_Short problem:_ Retype the tail of the data exactly, starting at the line containing "Report the location of every instance of the wooden floorboard" and stopping at the last line.

━━ Records supplied

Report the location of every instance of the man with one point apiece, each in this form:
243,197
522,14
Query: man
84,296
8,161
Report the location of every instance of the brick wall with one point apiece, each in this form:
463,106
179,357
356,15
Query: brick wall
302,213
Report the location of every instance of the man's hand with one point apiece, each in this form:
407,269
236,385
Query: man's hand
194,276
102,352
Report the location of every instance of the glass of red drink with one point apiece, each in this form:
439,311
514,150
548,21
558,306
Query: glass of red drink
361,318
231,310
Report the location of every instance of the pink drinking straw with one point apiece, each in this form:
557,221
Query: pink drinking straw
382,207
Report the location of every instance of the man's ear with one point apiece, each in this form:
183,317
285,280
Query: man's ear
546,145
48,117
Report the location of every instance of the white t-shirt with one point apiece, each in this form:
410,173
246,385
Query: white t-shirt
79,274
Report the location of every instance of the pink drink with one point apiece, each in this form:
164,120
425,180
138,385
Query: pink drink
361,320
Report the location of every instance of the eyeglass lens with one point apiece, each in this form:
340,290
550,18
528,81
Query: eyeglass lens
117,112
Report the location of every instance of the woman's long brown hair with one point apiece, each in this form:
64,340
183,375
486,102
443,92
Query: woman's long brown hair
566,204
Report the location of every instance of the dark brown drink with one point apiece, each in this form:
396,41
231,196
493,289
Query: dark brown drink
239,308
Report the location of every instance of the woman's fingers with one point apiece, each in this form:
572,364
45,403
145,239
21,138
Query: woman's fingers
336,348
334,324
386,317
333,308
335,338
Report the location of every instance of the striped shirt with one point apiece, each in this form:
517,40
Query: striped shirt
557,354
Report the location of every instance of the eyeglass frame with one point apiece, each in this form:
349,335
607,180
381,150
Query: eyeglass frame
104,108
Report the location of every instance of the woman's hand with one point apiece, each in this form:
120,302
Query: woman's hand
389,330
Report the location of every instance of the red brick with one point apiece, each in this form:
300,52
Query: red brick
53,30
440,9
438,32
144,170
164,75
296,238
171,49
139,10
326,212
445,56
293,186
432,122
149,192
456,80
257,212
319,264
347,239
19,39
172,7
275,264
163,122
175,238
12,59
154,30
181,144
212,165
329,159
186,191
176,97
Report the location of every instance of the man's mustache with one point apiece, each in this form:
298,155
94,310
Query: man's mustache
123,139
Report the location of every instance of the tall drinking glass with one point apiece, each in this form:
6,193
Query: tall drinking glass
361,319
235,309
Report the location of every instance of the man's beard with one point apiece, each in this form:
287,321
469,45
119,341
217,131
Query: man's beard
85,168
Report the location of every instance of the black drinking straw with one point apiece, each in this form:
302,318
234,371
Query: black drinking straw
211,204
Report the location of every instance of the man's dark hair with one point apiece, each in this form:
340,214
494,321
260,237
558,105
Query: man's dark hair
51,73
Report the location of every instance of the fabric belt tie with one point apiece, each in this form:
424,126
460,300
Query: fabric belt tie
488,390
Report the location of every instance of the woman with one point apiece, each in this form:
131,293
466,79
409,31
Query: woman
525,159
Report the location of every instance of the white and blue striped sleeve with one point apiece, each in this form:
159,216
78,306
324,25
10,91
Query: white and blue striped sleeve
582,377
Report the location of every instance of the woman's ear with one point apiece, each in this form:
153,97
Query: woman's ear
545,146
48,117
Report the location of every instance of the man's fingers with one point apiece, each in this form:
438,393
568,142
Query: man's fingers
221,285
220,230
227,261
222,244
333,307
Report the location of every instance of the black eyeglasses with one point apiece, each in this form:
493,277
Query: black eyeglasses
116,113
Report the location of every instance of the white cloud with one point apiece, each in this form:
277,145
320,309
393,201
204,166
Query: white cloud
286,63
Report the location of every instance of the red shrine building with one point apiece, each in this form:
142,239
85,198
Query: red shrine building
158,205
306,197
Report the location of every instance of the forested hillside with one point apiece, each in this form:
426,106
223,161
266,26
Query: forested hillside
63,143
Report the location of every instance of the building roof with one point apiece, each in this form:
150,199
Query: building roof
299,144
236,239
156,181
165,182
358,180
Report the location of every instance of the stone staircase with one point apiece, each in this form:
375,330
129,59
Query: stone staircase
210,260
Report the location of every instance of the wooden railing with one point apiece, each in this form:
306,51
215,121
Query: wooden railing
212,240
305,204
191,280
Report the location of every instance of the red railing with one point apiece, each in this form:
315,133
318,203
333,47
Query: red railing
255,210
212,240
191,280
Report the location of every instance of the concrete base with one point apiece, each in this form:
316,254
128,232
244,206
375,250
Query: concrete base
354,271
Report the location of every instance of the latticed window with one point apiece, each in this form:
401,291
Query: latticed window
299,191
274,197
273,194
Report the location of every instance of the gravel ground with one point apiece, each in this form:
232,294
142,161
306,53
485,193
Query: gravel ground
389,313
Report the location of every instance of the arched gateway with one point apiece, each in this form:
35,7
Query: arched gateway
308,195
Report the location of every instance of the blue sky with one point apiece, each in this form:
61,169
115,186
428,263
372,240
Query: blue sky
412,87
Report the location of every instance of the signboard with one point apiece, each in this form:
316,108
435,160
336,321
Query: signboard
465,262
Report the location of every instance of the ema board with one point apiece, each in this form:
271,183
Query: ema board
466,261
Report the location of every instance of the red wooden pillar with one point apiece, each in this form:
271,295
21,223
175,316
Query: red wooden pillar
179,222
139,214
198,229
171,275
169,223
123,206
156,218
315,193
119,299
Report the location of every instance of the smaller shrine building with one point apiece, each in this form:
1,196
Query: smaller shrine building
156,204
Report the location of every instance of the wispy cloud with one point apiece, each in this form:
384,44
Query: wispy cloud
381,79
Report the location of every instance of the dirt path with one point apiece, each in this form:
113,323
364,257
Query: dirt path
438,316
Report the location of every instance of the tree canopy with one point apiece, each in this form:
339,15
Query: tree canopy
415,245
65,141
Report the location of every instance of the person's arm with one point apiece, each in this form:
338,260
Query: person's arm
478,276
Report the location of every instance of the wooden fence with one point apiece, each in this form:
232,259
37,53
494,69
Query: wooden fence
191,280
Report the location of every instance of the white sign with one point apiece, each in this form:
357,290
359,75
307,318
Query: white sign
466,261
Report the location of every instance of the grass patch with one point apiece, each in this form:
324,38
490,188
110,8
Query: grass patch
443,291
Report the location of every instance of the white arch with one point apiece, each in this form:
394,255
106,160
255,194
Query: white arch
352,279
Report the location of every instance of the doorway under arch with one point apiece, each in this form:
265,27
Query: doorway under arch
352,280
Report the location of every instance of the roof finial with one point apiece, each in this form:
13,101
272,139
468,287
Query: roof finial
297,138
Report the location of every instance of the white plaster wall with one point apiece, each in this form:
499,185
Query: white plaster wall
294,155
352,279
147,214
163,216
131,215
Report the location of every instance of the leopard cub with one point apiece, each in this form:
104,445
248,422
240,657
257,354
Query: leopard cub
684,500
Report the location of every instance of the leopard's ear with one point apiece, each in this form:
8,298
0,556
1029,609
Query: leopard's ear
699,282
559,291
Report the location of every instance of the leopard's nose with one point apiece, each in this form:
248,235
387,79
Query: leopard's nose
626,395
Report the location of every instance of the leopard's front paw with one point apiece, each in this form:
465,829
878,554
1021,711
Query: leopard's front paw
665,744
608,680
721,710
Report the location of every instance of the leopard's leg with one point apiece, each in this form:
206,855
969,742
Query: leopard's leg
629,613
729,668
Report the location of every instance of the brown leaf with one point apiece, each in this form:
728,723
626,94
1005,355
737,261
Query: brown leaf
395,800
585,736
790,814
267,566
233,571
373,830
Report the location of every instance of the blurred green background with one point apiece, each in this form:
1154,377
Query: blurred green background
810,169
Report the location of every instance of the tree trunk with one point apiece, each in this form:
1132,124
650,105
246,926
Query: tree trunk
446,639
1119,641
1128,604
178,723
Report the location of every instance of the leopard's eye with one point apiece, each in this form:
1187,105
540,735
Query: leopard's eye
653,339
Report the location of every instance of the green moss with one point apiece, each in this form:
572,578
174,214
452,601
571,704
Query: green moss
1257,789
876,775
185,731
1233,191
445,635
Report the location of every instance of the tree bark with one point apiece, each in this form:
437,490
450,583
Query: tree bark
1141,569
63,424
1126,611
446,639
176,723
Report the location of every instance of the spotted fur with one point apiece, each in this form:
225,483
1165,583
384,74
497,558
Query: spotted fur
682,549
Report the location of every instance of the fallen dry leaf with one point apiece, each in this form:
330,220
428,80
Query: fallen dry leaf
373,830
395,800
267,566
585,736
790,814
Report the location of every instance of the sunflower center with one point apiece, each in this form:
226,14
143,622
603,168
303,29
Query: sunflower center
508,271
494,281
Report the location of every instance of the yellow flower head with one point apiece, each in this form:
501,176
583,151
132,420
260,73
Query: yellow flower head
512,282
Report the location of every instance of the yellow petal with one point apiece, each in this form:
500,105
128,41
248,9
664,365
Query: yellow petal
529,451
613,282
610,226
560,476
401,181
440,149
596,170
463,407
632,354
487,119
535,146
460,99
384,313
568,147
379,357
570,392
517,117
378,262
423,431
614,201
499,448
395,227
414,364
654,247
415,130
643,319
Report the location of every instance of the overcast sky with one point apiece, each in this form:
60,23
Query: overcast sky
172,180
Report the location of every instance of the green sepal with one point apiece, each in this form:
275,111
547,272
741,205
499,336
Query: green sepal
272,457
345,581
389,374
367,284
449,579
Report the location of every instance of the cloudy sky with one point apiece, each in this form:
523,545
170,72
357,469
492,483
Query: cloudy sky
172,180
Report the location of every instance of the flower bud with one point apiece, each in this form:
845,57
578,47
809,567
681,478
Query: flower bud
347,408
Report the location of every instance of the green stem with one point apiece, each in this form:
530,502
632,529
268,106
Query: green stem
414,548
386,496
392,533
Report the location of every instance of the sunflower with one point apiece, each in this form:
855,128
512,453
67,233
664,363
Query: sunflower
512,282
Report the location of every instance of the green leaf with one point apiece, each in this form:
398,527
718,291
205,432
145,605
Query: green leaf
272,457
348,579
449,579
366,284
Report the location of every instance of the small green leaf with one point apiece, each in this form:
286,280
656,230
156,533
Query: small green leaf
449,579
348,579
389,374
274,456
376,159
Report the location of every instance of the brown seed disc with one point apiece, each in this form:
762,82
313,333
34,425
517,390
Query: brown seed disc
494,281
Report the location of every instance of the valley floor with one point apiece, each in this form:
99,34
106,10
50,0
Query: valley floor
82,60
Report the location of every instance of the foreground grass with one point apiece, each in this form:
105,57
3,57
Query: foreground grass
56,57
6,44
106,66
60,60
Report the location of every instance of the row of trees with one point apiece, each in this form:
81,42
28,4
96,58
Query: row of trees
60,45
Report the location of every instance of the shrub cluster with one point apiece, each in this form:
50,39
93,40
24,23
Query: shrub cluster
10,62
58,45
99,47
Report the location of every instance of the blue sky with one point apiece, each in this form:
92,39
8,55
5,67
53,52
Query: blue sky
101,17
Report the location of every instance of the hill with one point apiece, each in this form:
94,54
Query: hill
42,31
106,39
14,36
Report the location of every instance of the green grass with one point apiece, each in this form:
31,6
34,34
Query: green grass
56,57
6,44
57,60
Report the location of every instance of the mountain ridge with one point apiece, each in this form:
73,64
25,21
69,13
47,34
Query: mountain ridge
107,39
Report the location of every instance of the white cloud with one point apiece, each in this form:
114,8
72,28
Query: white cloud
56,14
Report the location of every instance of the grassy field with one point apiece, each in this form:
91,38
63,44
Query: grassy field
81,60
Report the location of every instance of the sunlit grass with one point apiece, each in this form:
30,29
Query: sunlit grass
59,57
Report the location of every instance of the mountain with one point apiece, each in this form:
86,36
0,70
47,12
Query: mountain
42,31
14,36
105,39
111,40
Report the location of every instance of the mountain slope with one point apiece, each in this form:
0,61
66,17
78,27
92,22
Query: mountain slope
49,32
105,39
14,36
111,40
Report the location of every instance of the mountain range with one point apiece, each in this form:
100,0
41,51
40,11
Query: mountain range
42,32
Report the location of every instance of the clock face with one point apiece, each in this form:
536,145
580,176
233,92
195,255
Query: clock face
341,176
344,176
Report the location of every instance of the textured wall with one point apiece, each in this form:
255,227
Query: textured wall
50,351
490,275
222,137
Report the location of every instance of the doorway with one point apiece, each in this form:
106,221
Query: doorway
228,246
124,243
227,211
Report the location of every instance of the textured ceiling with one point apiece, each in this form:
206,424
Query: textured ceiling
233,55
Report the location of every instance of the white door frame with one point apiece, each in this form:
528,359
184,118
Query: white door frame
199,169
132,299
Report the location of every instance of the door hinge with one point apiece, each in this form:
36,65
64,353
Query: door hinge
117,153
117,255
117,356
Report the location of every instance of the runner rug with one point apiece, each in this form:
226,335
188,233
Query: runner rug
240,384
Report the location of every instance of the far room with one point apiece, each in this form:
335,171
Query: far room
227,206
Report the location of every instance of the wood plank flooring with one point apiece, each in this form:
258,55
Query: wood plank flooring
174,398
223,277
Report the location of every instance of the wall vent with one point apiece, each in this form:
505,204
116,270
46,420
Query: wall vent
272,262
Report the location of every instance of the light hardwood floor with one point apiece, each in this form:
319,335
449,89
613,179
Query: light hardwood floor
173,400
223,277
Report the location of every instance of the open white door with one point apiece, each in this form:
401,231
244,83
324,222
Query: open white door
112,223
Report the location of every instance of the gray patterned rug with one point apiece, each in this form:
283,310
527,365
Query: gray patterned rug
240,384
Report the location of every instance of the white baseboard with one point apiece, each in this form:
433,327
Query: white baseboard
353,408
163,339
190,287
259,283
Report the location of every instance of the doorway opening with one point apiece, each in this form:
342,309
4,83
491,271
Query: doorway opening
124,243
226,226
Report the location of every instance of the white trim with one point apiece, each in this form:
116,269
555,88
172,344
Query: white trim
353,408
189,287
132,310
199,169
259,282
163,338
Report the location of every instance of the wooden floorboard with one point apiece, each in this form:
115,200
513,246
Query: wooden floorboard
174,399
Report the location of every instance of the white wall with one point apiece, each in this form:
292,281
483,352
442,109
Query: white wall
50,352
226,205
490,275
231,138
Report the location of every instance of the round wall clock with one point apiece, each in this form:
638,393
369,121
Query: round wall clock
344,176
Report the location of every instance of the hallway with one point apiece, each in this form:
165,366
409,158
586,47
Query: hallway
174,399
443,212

━━━━

_Exercise response:_
Report the location of every instance of the wooden floorboard with one point apiece, each in this form:
115,200
513,246
Query: wooden floorboard
174,399
Report the location of every instance of the white wall with one point apiece, each in this form:
292,281
483,352
442,109
Query: white wall
50,352
226,205
490,275
231,138
Report the location of every instance of the round wall clock with one point apiece, each in this form:
638,393
369,121
Query: round wall clock
344,176
Report the location of every instance of the hallway with one point apiece, each in this form:
165,366
409,158
586,47
Query: hallway
174,399
443,212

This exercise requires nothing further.